_TASK BRIEF_
Would you write out the data below exactly, with every line intact?

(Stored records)

* * *

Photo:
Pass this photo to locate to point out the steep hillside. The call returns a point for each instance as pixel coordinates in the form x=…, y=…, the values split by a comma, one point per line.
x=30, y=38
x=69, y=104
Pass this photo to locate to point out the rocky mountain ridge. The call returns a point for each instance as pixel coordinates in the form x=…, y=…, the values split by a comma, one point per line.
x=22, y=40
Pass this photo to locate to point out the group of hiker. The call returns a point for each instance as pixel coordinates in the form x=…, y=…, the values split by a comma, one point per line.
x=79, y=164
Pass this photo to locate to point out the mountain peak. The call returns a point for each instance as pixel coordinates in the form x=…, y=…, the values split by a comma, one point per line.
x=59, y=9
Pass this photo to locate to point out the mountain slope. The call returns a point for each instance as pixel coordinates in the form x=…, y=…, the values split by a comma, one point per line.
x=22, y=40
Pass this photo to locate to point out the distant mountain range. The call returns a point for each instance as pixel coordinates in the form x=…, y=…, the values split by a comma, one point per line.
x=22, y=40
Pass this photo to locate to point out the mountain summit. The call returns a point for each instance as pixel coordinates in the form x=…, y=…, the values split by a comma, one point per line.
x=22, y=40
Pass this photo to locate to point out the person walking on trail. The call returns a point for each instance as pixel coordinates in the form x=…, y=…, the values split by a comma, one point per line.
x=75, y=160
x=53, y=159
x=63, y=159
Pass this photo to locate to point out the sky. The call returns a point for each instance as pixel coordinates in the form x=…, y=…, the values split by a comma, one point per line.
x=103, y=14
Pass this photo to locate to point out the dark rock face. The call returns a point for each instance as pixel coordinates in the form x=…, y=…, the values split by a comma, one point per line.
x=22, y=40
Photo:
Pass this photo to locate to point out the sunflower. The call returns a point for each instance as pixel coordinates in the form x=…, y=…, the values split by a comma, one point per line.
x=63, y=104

* * *

_YOUR SOLUTION_
Photo:
Pass this photo to locate to point out the steep hillside. The call returns a point for each instance as pixel coordinates in the form x=…, y=…, the values split by a comma, one point per line.
x=30, y=38
x=69, y=104
Pass this photo to locate to point out the rocky mountain ridge. The call returns a point for each instance as pixel coordinates in the form x=…, y=…, the values split by a comma, one point per line.
x=22, y=40
Pass this photo to locate to point out the group of hiker. The call returns a point for each instance as pixel coordinates in the form x=…, y=…, the values split by a comma, one point per line.
x=79, y=164
Pass this photo to locate to point out the mountain peak. The call returns a point for each instance as pixel coordinates in the form x=…, y=…, the values split by a comma, one point per line.
x=59, y=9
Pass this photo to locate to point out the mountain slope. The call returns a point for each instance as pixel coordinates in the form x=…, y=…, the values split by a comma, one point per line.
x=22, y=40
Pass this photo to locate to point out the distant mountain range. The call returns a point for each instance as pixel coordinates in the form x=…, y=…, the values split by a comma, one point per line.
x=22, y=40
Pass this photo to locate to point out the mountain summit. The call returns a point for each instance as pixel coordinates in the form x=…, y=…, the values split by a comma, one point per line.
x=22, y=40
Pass this photo to locate to point out the person walking on trail. The call returns a point for each instance as pixel coordinates in the form x=…, y=…, the values split by a comma, one point per line.
x=75, y=160
x=53, y=159
x=63, y=159
Pass this photo to locate to point out the sky. The call returns a point for each instance as pixel coordinates in the form x=…, y=…, the values split by a comma, one point per line.
x=103, y=14
Pass this photo to locate to point out the dark rock face. The call returns a point for each instance as pixel coordinates in the form x=…, y=…, the values split by a comma, one point per line.
x=22, y=40
Photo:
Pass this photo to locate to point out the sunflower. The call returns a point for each instance as pixel coordinates in the form x=…, y=…, the values split by a comma, one point per line.
x=63, y=104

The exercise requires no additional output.